** start Input material **
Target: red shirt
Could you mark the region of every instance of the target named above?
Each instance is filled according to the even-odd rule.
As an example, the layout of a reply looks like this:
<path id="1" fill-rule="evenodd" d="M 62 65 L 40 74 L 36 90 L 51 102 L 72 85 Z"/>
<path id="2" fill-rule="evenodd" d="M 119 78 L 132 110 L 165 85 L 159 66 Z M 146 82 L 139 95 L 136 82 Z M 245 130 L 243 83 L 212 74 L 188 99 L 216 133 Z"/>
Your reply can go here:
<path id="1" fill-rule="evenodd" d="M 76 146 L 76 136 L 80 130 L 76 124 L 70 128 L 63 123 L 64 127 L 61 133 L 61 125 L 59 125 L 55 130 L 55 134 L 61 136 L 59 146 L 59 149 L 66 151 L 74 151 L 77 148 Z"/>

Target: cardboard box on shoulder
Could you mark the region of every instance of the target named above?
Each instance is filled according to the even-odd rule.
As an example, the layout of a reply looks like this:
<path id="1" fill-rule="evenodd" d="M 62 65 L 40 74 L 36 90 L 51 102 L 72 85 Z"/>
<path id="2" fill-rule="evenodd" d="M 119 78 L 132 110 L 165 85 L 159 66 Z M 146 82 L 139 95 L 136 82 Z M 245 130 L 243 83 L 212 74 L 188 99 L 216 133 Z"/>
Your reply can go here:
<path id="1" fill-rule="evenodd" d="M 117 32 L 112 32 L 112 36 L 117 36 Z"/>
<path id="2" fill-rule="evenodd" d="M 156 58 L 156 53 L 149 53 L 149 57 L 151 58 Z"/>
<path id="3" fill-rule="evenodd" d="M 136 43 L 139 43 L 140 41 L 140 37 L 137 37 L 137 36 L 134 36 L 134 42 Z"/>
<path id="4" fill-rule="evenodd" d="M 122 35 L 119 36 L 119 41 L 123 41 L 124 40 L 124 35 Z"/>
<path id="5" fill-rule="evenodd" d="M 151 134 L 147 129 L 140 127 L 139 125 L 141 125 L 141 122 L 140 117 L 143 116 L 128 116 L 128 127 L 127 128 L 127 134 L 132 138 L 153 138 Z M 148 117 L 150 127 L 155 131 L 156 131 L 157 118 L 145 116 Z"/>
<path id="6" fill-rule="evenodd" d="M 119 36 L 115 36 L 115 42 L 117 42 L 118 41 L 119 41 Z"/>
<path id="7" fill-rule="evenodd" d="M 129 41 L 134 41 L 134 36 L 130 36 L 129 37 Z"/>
** end Input material **
What is being asked -
Lay out every line above as a Markdown table with the columns "Row" and "Line", numbering the rows in order and skipping blank lines.

Solution to the exercise -
| Row | Line |
|---|---|
| 1 | Target: red shirt |
| 2 | Could you mark the region of every instance of the target named above? |
| 3 | Each instance is filled according to the even-odd rule. |
| 4 | As an example, the layout of a reply looks like this: |
| 5 | <path id="1" fill-rule="evenodd" d="M 62 65 L 40 74 L 36 90 L 51 102 L 72 85 Z"/> |
| 6 | <path id="2" fill-rule="evenodd" d="M 119 78 L 132 110 L 165 85 L 159 66 Z M 146 82 L 139 95 L 136 82 Z M 245 130 L 243 83 L 212 74 L 188 99 L 216 133 Z"/> |
| 7 | Your reply can go here: |
| 8 | <path id="1" fill-rule="evenodd" d="M 76 146 L 76 136 L 80 130 L 76 124 L 70 128 L 63 123 L 64 127 L 61 133 L 61 125 L 59 125 L 55 130 L 55 134 L 61 136 L 59 146 L 59 149 L 66 151 L 74 151 L 77 148 Z"/> |
| 9 | Target: cardboard box on shoulder |
| 10 | Could you mark the region of every instance of the target named above? |
| 11 | Each instance is filled according to the even-odd rule. |
| 12 | As an example, the layout of a reply looks like this: |
| 13 | <path id="1" fill-rule="evenodd" d="M 62 65 L 40 74 L 36 90 L 51 102 L 72 85 Z"/> |
| 14 | <path id="2" fill-rule="evenodd" d="M 119 78 L 132 110 L 165 85 L 159 66 Z M 146 82 L 139 95 L 136 82 Z M 245 130 L 243 83 L 212 74 L 188 99 L 216 133 Z"/> |
| 15 | Your reply can go here: |
| 16 | <path id="1" fill-rule="evenodd" d="M 117 32 L 112 32 L 112 36 L 117 36 Z"/> |
| 17 | <path id="2" fill-rule="evenodd" d="M 156 58 L 156 53 L 149 53 L 149 57 L 151 58 Z"/> |
| 18 | <path id="3" fill-rule="evenodd" d="M 136 43 L 139 43 L 140 41 L 140 37 L 137 37 L 137 36 L 134 36 L 134 42 Z"/> |
| 19 | <path id="4" fill-rule="evenodd" d="M 122 35 L 119 36 L 119 41 L 123 41 L 124 40 L 124 35 Z"/> |
| 20 | <path id="5" fill-rule="evenodd" d="M 151 134 L 147 129 L 140 127 L 139 125 L 141 125 L 141 122 L 140 117 L 143 116 L 128 116 L 128 127 L 127 128 L 127 134 L 132 138 L 153 138 Z M 148 117 L 150 127 L 155 131 L 156 131 L 157 118 L 145 116 Z"/> |
| 21 | <path id="6" fill-rule="evenodd" d="M 119 36 L 115 36 L 115 42 L 117 42 L 118 41 L 119 41 Z"/> |
| 22 | <path id="7" fill-rule="evenodd" d="M 129 41 L 134 41 L 134 36 L 130 36 L 129 37 Z"/> |